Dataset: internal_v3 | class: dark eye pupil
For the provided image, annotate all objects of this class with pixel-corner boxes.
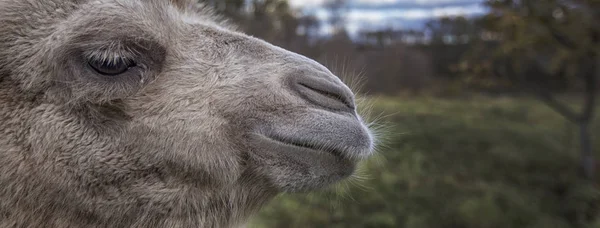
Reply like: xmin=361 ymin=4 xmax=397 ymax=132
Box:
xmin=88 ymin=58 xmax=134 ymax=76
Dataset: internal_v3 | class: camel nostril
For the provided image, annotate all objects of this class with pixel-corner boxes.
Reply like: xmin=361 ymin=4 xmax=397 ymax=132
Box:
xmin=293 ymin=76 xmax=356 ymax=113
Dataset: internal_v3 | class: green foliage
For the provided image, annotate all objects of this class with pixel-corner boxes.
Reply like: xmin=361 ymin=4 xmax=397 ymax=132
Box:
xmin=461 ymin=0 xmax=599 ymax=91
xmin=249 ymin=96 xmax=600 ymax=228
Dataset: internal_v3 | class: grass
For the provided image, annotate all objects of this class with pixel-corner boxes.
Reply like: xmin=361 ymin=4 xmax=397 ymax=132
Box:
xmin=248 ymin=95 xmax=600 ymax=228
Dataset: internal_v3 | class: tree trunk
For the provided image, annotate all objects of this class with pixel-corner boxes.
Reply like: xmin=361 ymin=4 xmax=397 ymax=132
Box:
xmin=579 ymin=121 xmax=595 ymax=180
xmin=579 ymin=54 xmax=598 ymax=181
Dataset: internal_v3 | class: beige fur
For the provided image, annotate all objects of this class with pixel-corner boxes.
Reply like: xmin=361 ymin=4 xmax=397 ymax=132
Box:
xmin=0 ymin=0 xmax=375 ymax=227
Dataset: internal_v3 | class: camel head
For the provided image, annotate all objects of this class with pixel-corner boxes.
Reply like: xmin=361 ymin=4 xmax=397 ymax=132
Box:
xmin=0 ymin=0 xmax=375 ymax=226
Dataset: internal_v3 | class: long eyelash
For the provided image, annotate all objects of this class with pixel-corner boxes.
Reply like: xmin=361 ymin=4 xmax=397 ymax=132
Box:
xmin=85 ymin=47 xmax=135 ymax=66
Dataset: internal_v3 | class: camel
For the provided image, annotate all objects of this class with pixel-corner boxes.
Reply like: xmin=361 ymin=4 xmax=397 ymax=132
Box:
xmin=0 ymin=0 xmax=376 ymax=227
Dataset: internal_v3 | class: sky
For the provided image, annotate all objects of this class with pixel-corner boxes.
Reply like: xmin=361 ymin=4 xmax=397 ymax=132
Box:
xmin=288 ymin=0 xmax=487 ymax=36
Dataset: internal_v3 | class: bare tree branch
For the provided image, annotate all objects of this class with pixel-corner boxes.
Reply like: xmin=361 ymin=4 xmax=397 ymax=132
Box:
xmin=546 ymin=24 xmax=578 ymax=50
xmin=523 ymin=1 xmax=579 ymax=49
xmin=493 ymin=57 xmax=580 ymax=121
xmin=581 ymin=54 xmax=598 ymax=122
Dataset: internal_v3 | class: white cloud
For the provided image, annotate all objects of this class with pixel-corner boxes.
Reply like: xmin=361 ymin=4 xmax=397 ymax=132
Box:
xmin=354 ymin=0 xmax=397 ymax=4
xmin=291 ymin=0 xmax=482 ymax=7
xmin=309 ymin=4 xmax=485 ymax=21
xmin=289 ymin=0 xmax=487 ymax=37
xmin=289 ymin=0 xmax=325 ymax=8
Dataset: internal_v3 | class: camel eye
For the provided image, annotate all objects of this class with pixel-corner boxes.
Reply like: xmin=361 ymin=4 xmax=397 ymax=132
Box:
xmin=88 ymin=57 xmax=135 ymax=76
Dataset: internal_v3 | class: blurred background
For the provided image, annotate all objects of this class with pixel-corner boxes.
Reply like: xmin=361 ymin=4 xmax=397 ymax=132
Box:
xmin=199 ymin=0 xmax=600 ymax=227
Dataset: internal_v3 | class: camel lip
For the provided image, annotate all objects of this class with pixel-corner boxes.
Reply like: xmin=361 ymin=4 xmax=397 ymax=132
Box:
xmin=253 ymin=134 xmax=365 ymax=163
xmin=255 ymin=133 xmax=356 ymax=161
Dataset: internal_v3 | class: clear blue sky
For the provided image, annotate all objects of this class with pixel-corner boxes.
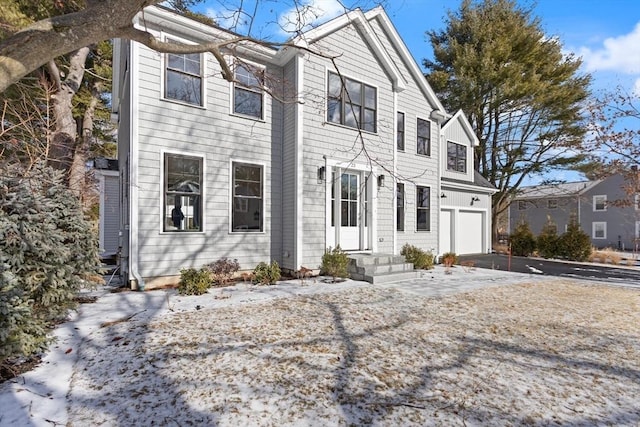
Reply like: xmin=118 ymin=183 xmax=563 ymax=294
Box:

====

Copy every line in the listing above where the string "tree" turns up.

Dataset: internal_v3 | class: tree trunk
Dataset: internal_v3 | class: bare tree branch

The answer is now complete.